#### To do
a. Translate this sentence from the blog post on investment bankers into Spanish: "Investment bankers facilitate complicated financial transactions, frequently structuring acquisitions, mergers, and sales."
b. According to the blog post on investment bankers, which subject is beyond the scope of the article?
c. Retype the portion of the blog post on investment bankers starting at "What Is an Investment" and ending at "banker actually does.".

#### Passage
Blog

Relevant news and topics for the FedEx route market

Reasons You Need an Investment Banker

Buying or selling FedEx routes can be a challenging, confusing, and highly complex process.  While some individuals wish to go it alone in undertaking these types of transactions, they may lack the specialized knowledge to identify the correct market price for the business and/or assets in question, the connections necessary to produce an optimal deal, or the time to effectively manage a transaction while attending to their current business ventures amongst other things. 

Though there is a strong temptation to avoid the cost of using an investment banker as an intermediary when conducting a FedEx transaction, their contribution to the process adds value that more than compensates for the additional expenditure.

What Is an Investment Banker?

Before discussing how an investment banker can add value to your transaction, it is important to identify what an investment banker actually does. 

Investment bankers facilitate complicated financial transactions, frequently structuring acquisitions, mergers, and sales.  They also are involved in issuing securities as a means to raise capital, but that subject is beyond the scope of this article.

#### Provided information
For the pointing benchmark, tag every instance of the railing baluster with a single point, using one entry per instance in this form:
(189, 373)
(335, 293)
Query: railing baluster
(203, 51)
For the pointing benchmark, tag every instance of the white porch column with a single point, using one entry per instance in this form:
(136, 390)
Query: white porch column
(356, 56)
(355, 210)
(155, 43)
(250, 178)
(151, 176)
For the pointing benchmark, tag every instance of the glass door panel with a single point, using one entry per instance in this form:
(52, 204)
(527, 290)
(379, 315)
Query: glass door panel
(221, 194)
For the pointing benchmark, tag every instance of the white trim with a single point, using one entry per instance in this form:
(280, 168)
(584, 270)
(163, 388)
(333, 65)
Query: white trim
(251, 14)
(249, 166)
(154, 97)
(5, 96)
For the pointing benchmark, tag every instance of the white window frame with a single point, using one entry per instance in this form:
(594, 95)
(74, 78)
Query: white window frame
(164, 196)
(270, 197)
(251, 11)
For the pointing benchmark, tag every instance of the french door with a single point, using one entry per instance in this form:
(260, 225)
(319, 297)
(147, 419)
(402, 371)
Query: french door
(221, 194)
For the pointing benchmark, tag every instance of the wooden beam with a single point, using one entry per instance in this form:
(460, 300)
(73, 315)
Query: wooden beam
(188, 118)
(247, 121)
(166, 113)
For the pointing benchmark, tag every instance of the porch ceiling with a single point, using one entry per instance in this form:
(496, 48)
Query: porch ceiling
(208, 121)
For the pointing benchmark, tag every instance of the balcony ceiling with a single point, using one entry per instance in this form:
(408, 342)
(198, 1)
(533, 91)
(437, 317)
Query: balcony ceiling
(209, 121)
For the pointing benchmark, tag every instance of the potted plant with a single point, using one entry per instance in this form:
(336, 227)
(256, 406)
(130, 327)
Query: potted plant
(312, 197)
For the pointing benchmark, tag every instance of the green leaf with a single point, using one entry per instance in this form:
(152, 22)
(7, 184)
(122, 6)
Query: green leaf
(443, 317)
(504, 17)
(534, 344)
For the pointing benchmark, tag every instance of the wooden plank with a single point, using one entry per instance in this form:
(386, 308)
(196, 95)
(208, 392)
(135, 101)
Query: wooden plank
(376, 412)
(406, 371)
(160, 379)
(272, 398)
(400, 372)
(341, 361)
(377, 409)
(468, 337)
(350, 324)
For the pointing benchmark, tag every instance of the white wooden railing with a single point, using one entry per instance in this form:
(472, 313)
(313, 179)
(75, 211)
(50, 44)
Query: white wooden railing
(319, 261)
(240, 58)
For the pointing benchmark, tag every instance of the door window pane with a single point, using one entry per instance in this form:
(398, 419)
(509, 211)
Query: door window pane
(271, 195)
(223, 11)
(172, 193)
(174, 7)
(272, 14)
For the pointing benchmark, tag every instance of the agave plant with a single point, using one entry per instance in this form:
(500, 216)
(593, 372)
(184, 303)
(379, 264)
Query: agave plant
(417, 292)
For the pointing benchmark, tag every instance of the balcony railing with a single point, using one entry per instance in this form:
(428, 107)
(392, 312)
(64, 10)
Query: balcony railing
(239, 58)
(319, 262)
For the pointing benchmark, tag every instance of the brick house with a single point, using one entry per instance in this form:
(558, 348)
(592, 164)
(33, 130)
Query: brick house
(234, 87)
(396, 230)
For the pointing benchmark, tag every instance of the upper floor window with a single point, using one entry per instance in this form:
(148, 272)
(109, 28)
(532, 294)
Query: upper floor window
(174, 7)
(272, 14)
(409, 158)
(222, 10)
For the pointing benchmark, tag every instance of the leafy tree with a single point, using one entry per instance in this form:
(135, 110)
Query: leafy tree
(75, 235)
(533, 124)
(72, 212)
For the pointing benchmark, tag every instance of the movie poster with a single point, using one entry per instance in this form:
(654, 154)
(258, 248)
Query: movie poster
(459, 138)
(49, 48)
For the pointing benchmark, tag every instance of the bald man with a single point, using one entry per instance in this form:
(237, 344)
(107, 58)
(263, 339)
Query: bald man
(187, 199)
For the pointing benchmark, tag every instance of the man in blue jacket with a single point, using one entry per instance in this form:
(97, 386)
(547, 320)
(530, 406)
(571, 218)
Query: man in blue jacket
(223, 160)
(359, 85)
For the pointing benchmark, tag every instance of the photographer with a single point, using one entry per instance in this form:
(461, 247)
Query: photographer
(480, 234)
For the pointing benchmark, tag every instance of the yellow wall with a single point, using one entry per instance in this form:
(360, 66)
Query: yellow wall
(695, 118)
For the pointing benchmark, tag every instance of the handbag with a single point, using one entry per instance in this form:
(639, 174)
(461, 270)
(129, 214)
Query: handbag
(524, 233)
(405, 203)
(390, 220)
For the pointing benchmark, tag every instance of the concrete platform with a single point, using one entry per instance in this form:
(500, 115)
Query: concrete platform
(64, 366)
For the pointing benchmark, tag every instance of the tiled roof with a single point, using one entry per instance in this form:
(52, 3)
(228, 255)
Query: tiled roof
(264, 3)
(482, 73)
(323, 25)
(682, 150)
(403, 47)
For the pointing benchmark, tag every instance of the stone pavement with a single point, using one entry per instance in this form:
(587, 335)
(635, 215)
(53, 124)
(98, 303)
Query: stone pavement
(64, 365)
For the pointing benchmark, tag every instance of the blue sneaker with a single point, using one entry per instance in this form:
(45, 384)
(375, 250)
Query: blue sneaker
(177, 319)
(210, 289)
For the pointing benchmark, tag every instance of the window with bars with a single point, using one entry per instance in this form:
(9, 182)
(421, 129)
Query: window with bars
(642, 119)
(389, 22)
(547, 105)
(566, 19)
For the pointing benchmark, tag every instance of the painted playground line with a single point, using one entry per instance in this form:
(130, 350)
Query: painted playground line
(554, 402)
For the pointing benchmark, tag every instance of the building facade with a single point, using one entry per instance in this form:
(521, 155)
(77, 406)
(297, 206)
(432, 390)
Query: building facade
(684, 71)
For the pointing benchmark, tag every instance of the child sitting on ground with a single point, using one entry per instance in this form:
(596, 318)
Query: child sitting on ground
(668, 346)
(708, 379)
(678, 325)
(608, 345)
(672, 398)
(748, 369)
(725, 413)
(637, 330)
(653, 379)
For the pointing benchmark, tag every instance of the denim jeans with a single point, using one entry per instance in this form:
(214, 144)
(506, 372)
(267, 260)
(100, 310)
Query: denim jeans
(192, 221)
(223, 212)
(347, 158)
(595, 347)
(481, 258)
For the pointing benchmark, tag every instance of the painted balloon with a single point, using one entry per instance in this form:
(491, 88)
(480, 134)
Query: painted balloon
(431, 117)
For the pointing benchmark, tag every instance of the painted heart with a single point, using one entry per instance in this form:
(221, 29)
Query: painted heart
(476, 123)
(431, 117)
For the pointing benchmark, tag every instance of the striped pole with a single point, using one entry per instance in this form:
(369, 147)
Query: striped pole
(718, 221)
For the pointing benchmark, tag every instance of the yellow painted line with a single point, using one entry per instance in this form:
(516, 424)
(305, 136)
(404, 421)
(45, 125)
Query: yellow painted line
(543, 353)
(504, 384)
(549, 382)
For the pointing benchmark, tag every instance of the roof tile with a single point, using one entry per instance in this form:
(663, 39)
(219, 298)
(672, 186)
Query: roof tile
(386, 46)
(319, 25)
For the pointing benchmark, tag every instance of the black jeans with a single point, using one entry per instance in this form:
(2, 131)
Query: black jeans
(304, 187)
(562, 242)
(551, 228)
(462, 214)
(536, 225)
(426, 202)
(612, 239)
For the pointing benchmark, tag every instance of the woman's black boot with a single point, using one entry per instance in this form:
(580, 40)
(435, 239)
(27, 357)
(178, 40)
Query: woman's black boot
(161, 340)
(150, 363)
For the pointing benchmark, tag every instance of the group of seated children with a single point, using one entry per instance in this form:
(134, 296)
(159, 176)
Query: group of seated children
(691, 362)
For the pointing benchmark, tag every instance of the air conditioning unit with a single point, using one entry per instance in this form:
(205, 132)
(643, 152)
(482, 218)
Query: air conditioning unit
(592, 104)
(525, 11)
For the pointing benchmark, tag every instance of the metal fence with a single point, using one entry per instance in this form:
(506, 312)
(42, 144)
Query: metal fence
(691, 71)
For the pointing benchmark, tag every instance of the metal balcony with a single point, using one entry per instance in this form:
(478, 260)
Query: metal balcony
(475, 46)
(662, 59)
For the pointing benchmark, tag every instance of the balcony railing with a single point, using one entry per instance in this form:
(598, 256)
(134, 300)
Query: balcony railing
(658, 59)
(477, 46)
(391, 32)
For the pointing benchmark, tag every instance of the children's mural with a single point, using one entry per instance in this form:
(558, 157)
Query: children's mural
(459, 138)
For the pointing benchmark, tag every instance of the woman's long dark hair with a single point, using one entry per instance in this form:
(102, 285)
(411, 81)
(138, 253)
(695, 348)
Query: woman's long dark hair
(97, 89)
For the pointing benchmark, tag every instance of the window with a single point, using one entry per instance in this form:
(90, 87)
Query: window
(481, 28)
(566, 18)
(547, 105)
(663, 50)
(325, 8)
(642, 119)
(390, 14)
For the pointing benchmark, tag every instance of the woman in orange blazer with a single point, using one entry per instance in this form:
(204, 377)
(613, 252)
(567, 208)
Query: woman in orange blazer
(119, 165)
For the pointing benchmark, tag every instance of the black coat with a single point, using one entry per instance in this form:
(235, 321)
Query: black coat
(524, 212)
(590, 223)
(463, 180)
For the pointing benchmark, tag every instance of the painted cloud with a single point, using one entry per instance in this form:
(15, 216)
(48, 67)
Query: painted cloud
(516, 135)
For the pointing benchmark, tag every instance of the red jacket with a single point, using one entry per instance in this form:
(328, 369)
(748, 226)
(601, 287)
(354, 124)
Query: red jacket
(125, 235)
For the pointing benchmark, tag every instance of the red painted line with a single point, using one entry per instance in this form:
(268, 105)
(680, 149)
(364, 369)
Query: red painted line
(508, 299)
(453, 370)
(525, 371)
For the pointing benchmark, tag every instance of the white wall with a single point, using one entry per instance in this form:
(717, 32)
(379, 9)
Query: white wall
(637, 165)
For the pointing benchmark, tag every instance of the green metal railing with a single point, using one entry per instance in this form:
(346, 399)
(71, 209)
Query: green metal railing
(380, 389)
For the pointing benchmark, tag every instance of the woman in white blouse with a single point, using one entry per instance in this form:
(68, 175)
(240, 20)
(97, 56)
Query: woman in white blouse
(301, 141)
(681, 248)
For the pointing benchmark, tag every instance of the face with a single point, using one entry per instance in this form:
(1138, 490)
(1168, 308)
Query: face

#### The responses
a. Los banqueros de inversión facilitan transacciones financieras complejas y, con frecuencia, estructuran adquisiciones, fusiones y ventas.

b. Issuing securities as a means to raise capital.

c.
What Is an Investment Banker?

Before discussing how an investment banker can add value to your transaction, it is important to identify what an investment banker actually does.